Dataset records:
↓

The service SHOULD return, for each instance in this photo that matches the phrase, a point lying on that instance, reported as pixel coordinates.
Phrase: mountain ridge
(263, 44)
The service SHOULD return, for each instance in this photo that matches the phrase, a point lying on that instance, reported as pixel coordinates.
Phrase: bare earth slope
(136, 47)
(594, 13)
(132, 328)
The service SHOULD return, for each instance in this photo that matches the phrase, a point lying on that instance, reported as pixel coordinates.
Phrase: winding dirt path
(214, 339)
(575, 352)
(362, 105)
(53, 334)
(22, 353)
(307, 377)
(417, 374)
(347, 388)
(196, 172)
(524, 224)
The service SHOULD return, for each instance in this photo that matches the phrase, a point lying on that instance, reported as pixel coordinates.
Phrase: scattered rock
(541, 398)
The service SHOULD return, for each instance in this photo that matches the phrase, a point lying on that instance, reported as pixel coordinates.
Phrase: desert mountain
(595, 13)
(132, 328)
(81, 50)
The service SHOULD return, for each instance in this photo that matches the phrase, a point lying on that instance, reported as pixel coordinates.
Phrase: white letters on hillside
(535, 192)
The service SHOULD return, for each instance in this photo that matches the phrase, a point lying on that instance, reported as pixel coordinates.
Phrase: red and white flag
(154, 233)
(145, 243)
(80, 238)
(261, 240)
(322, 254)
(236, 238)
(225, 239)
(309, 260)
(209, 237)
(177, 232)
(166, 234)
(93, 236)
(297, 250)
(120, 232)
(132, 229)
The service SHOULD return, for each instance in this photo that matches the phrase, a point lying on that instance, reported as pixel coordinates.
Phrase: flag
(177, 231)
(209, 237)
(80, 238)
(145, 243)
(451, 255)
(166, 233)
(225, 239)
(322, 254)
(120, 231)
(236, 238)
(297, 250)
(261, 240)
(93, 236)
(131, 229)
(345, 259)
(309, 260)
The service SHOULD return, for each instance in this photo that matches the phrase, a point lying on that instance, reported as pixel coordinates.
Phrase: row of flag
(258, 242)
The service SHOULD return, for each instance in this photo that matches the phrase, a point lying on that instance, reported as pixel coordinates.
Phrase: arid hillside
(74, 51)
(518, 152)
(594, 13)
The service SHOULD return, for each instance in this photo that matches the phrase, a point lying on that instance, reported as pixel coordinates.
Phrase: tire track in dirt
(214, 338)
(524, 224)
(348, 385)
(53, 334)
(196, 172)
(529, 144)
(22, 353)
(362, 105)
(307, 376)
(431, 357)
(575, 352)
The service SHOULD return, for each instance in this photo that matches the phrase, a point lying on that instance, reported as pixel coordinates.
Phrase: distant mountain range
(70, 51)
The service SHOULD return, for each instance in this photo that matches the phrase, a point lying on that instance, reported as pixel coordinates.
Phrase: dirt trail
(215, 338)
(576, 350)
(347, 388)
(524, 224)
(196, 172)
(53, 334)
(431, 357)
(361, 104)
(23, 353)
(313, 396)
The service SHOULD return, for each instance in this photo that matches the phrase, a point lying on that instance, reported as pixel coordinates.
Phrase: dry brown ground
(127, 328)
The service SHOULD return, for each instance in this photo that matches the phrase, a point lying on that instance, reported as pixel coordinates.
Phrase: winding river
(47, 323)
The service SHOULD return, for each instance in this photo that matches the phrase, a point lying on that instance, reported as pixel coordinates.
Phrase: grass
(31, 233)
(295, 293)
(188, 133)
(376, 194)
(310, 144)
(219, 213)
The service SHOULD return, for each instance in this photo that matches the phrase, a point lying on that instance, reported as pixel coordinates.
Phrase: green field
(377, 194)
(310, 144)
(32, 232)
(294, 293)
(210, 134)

↑

TASK ITEM:
Return, exactly as written, only those lines that run from the one with "Phrase: grass" to the last line of the data, both of those lines included.

SOLVED PROBLEM:
Phrase: grass
(31, 233)
(295, 293)
(188, 133)
(376, 194)
(310, 144)
(219, 213)
The service SHOULD return, for each instance in this photo that matches the phrase, a point lying on that instance, reported as pixel coordinates.
Phrase: green field
(377, 194)
(310, 144)
(32, 232)
(294, 293)
(210, 134)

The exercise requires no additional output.